>>>>
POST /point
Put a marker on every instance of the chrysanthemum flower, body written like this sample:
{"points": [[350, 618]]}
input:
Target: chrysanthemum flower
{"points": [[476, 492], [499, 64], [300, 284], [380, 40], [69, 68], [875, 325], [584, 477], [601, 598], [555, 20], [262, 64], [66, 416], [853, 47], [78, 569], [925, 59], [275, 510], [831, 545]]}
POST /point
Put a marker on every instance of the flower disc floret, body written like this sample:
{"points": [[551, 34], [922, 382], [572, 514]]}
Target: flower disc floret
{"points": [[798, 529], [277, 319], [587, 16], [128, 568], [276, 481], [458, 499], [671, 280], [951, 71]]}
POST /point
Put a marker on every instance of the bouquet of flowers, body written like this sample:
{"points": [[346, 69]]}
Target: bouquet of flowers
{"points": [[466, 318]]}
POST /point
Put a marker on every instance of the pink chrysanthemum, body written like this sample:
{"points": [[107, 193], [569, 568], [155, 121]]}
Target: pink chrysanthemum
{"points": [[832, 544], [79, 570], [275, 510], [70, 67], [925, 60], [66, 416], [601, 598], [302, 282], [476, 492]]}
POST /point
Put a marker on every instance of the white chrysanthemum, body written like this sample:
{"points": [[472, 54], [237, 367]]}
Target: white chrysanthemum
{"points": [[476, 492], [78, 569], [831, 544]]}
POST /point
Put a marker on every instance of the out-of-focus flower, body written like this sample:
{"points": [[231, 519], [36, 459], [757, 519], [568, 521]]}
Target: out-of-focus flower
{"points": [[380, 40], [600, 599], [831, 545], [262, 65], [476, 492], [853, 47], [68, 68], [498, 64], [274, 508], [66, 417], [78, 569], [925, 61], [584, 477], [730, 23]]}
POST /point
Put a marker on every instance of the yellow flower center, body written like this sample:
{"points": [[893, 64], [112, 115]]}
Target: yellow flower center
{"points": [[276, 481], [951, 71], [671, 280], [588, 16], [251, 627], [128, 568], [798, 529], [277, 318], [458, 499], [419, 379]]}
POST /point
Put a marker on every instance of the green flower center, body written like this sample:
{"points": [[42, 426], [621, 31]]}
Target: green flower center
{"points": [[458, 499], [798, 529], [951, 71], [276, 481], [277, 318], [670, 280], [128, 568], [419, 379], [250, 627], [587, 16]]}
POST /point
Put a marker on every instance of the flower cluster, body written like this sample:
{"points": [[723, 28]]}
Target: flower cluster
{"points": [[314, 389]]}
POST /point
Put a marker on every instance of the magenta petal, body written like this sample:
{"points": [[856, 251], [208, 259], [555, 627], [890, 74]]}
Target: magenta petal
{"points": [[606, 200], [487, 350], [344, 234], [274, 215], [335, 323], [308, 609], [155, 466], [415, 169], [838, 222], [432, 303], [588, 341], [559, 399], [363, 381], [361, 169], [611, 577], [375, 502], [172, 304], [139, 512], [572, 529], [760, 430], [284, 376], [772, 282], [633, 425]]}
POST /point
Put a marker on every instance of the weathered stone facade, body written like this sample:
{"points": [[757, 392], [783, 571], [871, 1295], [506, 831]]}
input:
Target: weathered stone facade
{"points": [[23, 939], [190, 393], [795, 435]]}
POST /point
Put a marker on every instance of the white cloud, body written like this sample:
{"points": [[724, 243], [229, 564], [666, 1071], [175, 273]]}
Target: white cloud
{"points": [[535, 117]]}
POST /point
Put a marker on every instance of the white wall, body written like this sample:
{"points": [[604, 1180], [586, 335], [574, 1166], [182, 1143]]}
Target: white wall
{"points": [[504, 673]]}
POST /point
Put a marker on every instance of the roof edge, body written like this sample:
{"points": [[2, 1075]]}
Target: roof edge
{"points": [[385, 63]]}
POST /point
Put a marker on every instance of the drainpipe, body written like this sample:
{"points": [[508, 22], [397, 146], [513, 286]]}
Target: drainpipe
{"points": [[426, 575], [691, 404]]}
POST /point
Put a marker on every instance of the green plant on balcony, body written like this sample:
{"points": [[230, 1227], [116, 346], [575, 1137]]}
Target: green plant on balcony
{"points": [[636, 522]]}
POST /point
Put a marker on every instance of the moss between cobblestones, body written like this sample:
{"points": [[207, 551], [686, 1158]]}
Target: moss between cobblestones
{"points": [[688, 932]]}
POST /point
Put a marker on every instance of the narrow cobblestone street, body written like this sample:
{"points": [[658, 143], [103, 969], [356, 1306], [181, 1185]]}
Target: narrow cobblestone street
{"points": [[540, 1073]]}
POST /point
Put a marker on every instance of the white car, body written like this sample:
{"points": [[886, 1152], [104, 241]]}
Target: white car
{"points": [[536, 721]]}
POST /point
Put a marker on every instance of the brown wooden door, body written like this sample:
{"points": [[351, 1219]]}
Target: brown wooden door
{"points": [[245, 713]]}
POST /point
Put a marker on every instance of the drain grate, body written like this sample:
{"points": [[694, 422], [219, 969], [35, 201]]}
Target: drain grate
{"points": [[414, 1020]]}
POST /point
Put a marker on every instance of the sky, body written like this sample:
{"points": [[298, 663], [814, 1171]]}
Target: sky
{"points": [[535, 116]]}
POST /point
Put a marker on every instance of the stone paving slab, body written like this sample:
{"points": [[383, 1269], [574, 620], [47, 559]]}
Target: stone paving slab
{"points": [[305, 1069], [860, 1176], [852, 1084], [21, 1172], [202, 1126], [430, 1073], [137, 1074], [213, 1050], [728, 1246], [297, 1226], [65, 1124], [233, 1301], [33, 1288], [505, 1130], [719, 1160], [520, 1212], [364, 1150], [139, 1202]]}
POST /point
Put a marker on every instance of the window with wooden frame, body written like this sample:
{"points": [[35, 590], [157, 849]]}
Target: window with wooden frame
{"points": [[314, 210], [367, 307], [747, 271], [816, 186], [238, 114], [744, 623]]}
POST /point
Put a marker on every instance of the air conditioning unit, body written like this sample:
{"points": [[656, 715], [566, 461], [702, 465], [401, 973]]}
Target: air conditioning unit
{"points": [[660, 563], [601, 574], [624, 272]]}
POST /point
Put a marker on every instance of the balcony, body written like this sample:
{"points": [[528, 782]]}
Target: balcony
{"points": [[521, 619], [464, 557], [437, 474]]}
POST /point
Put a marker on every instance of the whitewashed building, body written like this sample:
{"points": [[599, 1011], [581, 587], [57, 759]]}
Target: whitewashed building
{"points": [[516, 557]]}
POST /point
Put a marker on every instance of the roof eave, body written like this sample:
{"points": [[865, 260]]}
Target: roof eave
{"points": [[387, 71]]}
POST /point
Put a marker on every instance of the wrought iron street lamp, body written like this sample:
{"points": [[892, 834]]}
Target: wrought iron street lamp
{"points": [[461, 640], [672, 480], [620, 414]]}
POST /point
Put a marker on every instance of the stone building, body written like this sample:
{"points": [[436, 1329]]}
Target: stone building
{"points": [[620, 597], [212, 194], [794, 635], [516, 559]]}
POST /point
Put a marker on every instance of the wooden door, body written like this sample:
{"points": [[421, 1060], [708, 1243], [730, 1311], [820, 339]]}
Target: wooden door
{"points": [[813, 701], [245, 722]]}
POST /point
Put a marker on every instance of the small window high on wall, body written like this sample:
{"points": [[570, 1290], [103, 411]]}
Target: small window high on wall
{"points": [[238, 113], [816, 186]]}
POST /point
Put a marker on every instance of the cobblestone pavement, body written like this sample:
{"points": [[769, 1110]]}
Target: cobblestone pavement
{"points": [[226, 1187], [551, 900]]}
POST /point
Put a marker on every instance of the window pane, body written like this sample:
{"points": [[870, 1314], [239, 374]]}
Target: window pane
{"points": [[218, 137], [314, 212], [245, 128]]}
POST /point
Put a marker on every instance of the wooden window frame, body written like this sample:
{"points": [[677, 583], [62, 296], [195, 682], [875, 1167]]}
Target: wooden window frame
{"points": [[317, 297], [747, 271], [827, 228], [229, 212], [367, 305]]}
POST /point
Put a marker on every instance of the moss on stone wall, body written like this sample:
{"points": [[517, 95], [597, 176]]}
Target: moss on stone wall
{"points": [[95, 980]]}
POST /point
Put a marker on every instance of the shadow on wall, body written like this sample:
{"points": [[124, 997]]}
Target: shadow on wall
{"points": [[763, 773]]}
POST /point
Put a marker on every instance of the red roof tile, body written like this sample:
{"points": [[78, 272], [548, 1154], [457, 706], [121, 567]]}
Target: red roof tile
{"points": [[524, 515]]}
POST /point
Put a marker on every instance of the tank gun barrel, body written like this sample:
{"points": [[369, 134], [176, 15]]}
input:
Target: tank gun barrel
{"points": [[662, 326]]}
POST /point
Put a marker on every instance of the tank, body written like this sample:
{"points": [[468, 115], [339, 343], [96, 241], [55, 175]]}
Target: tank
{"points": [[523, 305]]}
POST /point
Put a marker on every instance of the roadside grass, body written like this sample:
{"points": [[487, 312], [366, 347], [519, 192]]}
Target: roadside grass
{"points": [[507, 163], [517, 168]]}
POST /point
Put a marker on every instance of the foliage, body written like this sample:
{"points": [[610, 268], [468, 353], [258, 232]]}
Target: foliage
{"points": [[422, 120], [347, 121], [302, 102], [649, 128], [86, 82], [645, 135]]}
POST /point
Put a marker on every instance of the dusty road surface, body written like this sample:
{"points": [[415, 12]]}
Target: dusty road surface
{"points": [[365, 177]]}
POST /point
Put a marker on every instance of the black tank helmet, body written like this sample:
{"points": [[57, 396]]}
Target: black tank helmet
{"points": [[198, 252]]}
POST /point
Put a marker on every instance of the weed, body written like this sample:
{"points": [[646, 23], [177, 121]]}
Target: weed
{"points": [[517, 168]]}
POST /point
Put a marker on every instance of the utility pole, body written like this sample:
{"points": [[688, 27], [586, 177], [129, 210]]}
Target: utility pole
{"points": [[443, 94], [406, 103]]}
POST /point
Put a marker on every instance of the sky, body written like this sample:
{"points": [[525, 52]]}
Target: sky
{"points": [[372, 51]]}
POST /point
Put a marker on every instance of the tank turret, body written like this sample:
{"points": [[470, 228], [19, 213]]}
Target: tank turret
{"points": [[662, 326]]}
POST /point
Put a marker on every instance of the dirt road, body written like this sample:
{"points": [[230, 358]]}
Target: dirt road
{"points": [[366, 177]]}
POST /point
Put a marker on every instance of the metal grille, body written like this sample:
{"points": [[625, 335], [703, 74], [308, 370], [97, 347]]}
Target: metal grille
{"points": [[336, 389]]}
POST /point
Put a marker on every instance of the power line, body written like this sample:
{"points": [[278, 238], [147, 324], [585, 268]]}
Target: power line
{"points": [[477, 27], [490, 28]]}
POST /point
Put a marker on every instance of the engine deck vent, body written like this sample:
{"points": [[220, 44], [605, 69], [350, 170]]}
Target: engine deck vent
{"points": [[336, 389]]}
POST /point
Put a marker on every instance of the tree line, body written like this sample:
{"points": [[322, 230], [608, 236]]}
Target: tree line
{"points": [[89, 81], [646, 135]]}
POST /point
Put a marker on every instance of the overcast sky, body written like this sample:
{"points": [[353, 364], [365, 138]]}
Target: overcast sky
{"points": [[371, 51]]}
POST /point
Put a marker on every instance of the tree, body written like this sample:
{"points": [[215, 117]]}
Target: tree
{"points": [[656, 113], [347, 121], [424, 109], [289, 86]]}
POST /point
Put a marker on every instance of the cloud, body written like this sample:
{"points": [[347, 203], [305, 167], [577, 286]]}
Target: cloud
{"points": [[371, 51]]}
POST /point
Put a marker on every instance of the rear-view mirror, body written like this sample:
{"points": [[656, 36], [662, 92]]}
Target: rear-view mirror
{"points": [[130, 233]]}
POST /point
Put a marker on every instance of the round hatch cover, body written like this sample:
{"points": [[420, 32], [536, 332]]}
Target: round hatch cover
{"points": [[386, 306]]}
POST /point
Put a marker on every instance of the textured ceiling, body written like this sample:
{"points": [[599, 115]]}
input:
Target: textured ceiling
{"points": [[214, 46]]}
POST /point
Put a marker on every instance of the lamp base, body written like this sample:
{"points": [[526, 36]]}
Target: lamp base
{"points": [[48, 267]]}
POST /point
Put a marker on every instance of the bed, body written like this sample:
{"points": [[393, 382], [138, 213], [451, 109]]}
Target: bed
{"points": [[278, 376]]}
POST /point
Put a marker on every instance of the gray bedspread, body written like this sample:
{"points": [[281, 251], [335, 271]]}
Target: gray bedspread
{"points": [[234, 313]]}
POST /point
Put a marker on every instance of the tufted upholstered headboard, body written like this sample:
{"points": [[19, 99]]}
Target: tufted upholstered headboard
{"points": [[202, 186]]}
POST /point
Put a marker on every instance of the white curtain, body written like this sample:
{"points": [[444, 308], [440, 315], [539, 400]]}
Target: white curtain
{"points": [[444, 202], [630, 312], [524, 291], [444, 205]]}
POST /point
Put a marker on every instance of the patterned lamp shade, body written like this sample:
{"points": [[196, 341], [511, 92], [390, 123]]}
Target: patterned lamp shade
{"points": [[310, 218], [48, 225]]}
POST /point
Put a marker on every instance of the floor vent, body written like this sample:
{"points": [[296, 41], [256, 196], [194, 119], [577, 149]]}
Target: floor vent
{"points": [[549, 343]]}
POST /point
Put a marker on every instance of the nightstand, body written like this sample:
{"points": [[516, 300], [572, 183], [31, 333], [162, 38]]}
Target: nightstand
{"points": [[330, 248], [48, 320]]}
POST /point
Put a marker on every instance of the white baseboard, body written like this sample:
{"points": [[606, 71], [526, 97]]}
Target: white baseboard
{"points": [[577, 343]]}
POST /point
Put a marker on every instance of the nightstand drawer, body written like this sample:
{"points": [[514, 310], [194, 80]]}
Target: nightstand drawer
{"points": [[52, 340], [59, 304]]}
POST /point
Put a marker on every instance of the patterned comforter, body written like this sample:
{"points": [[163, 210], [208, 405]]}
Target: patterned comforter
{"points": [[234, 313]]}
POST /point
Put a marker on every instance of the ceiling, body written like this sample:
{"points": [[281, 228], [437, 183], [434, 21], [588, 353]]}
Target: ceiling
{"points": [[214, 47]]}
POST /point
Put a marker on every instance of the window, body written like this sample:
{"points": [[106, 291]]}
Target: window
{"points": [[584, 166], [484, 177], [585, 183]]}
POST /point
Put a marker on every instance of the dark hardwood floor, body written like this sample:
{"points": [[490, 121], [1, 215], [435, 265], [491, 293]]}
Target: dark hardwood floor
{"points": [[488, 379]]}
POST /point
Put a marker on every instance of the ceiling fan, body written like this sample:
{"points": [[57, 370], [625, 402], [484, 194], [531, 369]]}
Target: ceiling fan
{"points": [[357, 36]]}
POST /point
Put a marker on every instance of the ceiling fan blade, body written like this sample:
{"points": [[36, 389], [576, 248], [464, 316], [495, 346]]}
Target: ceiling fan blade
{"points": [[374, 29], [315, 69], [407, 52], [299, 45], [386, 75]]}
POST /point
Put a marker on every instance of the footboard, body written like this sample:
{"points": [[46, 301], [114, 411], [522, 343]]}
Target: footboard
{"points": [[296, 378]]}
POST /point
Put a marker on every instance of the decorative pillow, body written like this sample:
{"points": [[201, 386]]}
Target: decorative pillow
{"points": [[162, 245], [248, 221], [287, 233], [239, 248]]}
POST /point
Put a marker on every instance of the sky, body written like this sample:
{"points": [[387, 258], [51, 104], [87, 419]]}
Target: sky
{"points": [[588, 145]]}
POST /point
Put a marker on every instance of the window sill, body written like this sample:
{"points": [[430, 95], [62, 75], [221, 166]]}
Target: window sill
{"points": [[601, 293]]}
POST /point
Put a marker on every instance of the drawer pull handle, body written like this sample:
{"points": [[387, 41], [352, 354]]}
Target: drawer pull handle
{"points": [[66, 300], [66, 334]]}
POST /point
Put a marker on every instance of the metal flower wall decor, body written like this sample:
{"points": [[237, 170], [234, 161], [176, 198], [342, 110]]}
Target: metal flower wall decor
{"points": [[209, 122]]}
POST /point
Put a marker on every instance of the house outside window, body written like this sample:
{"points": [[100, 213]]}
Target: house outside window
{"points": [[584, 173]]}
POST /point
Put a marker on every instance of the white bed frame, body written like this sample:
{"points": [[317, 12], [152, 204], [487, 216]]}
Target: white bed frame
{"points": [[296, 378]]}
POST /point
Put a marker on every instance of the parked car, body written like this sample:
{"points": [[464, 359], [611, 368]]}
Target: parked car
<<<<
Pull out every line of the items above that contains the string "bouquet", matching case exactly.

Put a marker on every instance of the bouquet of flowers, body written like this sample:
Target: bouquet of flowers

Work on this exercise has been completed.